#### WHAT THE TASK REQUIRES
Which lines of the data below contain the word "white", matching case exactly? Pick out each such line and copy it in full.

>> BEGIN DATA EXCERPTS

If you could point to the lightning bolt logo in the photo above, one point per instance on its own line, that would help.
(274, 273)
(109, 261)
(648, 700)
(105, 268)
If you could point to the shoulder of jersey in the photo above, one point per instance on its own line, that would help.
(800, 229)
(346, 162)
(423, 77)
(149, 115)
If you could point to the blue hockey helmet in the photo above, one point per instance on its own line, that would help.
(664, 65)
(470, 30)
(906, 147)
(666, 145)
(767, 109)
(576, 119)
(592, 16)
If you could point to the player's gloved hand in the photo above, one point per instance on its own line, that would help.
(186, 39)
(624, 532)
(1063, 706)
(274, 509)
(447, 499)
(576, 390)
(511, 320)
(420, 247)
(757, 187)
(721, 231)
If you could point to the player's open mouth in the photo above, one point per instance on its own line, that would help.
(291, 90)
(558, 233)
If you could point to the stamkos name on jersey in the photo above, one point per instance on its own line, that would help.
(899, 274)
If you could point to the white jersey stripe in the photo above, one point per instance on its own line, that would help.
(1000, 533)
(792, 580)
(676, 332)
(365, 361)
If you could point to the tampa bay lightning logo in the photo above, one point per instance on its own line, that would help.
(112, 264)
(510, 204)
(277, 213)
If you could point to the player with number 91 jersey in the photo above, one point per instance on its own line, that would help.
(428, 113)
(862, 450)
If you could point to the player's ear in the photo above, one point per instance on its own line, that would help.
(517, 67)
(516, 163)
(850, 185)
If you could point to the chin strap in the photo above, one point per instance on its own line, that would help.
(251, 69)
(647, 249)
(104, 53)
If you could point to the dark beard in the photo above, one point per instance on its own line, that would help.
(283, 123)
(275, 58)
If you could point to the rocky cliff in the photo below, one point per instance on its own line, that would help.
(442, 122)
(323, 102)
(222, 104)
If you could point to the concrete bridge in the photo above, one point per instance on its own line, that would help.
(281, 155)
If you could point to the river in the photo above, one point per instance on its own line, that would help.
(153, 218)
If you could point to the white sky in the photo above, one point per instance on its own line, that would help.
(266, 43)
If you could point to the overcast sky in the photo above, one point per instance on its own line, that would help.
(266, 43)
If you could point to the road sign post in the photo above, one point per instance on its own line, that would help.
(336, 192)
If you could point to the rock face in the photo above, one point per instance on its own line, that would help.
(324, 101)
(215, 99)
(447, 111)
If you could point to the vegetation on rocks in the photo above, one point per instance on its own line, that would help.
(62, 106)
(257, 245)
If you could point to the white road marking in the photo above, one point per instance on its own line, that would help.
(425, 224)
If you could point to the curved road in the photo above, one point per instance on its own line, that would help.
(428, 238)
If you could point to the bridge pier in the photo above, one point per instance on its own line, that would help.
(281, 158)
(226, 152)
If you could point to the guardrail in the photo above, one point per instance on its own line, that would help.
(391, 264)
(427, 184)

>> END DATA EXCERPTS
>> BEGIN DATA EXCERPTS

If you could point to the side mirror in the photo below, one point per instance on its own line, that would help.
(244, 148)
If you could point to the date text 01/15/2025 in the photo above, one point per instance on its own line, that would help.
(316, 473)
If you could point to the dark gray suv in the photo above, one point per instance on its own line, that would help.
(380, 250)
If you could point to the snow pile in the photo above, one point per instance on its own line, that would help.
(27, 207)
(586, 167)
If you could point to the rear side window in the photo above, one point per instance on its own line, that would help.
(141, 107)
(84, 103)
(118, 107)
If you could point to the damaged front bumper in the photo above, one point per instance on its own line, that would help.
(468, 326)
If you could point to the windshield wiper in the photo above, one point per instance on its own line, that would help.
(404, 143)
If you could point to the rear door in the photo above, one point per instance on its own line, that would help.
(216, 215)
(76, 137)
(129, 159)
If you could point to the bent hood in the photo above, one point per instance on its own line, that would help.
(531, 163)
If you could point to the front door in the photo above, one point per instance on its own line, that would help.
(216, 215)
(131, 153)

>> END DATA EXCERPTS
>> BEGIN DATA EXCERPTS

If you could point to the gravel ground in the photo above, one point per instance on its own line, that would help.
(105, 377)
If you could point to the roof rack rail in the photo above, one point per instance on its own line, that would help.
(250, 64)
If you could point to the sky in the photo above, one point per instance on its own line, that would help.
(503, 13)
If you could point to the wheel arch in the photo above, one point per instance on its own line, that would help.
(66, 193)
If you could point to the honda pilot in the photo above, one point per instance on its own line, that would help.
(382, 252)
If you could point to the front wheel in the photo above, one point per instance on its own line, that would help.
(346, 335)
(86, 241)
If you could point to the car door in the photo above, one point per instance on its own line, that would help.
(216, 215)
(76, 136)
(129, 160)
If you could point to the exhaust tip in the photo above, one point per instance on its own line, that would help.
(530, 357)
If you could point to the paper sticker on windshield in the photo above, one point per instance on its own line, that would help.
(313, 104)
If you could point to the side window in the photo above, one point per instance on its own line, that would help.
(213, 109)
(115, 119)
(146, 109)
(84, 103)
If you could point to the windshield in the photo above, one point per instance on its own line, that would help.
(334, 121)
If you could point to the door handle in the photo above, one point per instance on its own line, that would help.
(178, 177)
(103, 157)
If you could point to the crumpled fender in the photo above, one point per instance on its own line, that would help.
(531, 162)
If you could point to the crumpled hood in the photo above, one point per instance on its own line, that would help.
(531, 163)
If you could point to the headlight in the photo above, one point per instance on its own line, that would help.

>> END DATA EXCERPTS

#### THE RESPONSE
If you could point to the white jersey stripe in the photo above, one point per instance on its own line, that would help.
If you could point to the white sky in the photo above, one point per instance on its own line, that would help.
If you could point to the white road marking in the photo above, one point per instance on its own line, that would help.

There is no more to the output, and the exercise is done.